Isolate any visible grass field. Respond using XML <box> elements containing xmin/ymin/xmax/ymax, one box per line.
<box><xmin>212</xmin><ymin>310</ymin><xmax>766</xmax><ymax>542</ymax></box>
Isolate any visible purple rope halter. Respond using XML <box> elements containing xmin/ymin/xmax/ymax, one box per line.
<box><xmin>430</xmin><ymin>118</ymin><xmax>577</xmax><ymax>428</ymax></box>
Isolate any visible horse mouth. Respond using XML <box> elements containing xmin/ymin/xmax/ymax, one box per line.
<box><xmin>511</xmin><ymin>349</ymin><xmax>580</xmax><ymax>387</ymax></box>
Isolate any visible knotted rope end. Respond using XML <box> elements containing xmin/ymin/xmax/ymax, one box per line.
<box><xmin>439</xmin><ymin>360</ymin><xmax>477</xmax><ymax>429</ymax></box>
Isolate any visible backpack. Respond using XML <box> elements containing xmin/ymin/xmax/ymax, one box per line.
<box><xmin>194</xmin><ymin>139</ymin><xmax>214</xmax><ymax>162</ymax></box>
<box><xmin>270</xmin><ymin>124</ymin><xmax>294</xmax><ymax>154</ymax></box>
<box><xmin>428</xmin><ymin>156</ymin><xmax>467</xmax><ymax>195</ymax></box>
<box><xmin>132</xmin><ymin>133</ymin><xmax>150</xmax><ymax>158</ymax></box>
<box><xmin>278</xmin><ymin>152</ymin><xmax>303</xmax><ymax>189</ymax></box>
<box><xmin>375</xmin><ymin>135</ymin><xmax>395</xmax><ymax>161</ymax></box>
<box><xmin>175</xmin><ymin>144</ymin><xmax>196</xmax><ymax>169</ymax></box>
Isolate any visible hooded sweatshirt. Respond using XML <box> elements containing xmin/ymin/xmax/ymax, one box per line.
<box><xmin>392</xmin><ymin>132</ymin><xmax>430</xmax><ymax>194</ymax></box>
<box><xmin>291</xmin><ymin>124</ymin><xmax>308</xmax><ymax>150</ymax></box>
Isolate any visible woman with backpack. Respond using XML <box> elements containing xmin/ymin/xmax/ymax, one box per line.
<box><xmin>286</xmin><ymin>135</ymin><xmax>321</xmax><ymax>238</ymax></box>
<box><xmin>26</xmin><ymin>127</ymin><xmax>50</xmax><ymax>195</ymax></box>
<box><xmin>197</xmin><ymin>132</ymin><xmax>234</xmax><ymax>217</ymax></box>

........

_Aufgabe_
Benenne in allen Einträgen „Isolate“ in „Mark“ um und gib die Zeilen sonst unverändert wieder.

_Ergebnis_
Mark any visible grass field. Respond using XML <box> elements containing xmin/ymin/xmax/ymax, one box per line.
<box><xmin>212</xmin><ymin>310</ymin><xmax>766</xmax><ymax>542</ymax></box>
Mark any visible purple rope halter. Respond using XML <box> elements containing xmin/ymin/xmax/ymax, one box per line.
<box><xmin>430</xmin><ymin>118</ymin><xmax>577</xmax><ymax>428</ymax></box>
Mark any visible horse mouth. Respond using XML <box> elements containing xmin/ymin/xmax/ymax, one box per line.
<box><xmin>511</xmin><ymin>349</ymin><xmax>580</xmax><ymax>387</ymax></box>
Mark any visible knotted rope end. Respond using XML <box> elements containing xmin/ymin/xmax/ymax, one box per line.
<box><xmin>439</xmin><ymin>360</ymin><xmax>477</xmax><ymax>429</ymax></box>
Mark any visible backpack. Respond using XML <box> elements containing xmin/ymin/xmax/ymax, one box per line.
<box><xmin>194</xmin><ymin>139</ymin><xmax>214</xmax><ymax>162</ymax></box>
<box><xmin>270</xmin><ymin>124</ymin><xmax>294</xmax><ymax>154</ymax></box>
<box><xmin>428</xmin><ymin>156</ymin><xmax>467</xmax><ymax>195</ymax></box>
<box><xmin>132</xmin><ymin>133</ymin><xmax>150</xmax><ymax>158</ymax></box>
<box><xmin>278</xmin><ymin>152</ymin><xmax>303</xmax><ymax>189</ymax></box>
<box><xmin>375</xmin><ymin>135</ymin><xmax>395</xmax><ymax>161</ymax></box>
<box><xmin>175</xmin><ymin>144</ymin><xmax>196</xmax><ymax>169</ymax></box>
Mark any visible hooded sweatshirt. Respond using XML <box> elements containing xmin/ymin/xmax/ymax, one box per line.
<box><xmin>392</xmin><ymin>132</ymin><xmax>430</xmax><ymax>194</ymax></box>
<box><xmin>291</xmin><ymin>124</ymin><xmax>308</xmax><ymax>150</ymax></box>
Mark any visible woman with backpack. Respond using XML <box> elements containing xmin/ymin/xmax/ymax, one box per line.
<box><xmin>286</xmin><ymin>135</ymin><xmax>321</xmax><ymax>238</ymax></box>
<box><xmin>26</xmin><ymin>127</ymin><xmax>50</xmax><ymax>195</ymax></box>
<box><xmin>197</xmin><ymin>132</ymin><xmax>234</xmax><ymax>217</ymax></box>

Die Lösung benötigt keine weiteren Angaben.